# [AIM OF THE TASK]
Pull out every line of the records below that contains the word "noun", with case counting in the match.

● ● ● ● ●

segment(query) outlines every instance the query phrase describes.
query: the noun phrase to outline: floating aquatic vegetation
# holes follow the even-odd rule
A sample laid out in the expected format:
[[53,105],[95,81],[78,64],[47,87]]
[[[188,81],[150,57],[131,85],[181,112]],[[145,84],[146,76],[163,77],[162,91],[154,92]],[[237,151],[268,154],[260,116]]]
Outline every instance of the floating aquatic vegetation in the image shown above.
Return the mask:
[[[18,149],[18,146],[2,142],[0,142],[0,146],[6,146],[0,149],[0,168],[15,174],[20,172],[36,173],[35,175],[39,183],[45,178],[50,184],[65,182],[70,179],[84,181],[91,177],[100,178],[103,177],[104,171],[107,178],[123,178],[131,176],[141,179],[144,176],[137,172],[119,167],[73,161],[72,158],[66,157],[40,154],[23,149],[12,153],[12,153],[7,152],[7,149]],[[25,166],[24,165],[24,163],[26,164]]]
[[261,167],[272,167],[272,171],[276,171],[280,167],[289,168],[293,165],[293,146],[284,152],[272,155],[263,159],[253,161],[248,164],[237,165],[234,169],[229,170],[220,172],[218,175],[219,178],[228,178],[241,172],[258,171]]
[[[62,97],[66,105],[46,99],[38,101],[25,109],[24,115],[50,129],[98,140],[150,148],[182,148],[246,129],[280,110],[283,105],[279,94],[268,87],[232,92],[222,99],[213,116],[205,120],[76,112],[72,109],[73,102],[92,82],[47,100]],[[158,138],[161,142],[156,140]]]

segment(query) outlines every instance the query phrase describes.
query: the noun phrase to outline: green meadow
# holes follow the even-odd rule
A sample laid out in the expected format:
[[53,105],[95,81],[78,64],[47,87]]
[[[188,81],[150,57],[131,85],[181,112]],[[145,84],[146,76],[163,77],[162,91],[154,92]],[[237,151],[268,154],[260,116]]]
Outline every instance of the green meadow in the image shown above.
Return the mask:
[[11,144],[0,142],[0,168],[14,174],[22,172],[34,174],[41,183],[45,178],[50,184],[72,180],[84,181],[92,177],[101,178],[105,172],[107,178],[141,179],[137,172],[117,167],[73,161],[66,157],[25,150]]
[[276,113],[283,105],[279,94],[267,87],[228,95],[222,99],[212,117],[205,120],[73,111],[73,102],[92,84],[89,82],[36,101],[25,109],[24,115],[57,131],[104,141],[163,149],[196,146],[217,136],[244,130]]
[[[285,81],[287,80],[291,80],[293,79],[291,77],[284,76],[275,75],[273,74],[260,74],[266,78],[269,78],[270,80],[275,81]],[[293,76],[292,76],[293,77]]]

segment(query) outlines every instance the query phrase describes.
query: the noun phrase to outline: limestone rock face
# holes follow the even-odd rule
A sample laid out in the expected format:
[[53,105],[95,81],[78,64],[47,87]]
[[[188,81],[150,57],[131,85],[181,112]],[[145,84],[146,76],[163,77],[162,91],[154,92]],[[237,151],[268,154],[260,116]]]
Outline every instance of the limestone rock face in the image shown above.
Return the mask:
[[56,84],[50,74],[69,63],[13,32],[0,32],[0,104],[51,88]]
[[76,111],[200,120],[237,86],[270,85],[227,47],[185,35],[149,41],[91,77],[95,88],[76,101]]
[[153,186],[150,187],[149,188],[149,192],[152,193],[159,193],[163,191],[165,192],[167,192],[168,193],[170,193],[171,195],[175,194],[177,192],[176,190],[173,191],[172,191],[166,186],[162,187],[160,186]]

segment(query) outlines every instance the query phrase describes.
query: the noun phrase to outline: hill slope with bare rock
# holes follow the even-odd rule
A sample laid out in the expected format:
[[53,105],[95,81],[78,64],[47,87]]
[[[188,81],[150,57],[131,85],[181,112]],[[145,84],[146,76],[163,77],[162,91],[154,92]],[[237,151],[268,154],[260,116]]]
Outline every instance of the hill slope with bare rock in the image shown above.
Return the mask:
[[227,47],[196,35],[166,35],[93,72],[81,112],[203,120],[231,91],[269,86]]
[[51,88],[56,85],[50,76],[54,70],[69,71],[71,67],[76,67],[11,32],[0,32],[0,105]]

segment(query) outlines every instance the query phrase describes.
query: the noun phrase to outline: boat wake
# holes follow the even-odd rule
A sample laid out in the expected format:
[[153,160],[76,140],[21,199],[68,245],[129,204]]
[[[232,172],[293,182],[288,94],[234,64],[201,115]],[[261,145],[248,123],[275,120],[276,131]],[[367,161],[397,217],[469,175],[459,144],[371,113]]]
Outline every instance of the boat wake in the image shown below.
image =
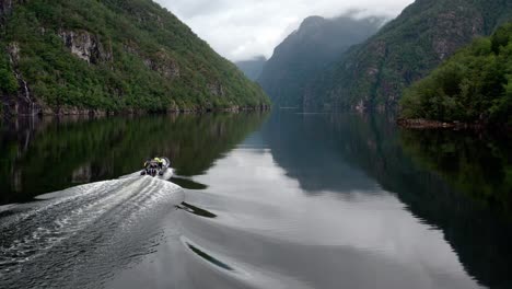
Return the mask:
[[137,174],[4,207],[0,287],[97,288],[163,242],[159,222],[183,198],[165,176]]

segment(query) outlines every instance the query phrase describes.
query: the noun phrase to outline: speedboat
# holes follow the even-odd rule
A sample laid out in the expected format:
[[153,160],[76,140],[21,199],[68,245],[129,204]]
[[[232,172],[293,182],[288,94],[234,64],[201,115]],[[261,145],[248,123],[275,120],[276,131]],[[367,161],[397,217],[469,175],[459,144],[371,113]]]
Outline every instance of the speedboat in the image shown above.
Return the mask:
[[146,162],[146,167],[140,172],[141,175],[164,175],[171,166],[171,161],[167,158],[160,158],[162,163],[159,163],[155,159]]

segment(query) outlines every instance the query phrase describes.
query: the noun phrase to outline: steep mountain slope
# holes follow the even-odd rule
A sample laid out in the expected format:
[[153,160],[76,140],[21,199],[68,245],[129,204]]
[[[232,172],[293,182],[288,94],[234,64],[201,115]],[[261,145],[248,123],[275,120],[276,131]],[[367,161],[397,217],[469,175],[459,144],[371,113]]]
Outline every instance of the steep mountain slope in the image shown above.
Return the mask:
[[512,127],[512,23],[461,49],[400,104],[406,118]]
[[512,19],[510,0],[417,0],[352,48],[316,91],[330,106],[393,107],[404,88]]
[[258,82],[280,106],[307,106],[309,88],[317,74],[339,59],[350,46],[377,32],[383,20],[311,16],[289,35],[267,61]]
[[248,79],[256,81],[261,74],[266,62],[267,58],[265,56],[259,56],[251,60],[237,61],[235,65]]
[[151,0],[0,0],[0,94],[14,114],[269,103]]

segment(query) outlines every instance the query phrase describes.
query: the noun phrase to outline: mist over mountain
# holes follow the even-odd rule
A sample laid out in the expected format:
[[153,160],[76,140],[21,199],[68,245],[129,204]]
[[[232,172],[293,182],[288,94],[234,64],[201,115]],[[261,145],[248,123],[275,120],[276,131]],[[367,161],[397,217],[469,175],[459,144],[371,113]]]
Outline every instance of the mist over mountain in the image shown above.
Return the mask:
[[267,58],[265,56],[258,56],[249,60],[236,61],[235,65],[248,79],[256,81],[261,74],[266,62]]
[[310,16],[289,35],[267,61],[258,82],[277,106],[307,106],[318,74],[352,45],[379,31],[382,18]]

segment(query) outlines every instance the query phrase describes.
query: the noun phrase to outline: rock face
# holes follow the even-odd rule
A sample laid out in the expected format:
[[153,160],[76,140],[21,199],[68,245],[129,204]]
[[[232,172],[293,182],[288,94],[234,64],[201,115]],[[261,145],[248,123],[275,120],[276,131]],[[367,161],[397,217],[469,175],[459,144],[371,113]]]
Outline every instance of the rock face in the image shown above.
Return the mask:
[[105,49],[100,38],[95,35],[91,35],[86,31],[60,31],[59,36],[62,38],[66,47],[71,49],[73,55],[89,63],[108,62],[113,60],[112,47]]
[[324,73],[324,104],[394,108],[405,88],[475,37],[512,20],[512,1],[417,0]]
[[0,26],[3,114],[270,103],[256,83],[152,0],[0,0]]
[[144,65],[166,79],[179,77],[179,66],[165,51],[160,51],[154,59],[144,59]]
[[350,14],[337,19],[307,18],[276,47],[258,82],[276,105],[314,106],[312,90],[321,72],[350,46],[376,33],[383,22],[377,18],[357,20]]
[[9,61],[13,68],[14,74],[20,90],[12,97],[3,97],[2,103],[8,107],[8,111],[14,115],[35,115],[40,111],[40,106],[32,96],[28,83],[23,78],[19,69],[21,48],[19,43],[10,43],[8,46]]
[[237,61],[235,65],[248,79],[256,81],[261,74],[266,62],[267,58],[265,56],[258,56],[251,60]]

● ● ● ● ●

# [RESPONSE FOR THIS EXERCISE]
query: the noun phrase to outline: floating aquatic vegetation
query: the noun phrase to outline: green meadow
query: the noun phrase to outline: limestone rock face
query: the noun phrase to outline: hill slope with bare rock
query: the noun phrase to outline: boat wake
query: the noun phrase to outline: speedboat
query: the noun phrase to outline: steep mountain slope
query: the noun phrase to outline: mist over mountain
query: the noun phrase to outline: rock face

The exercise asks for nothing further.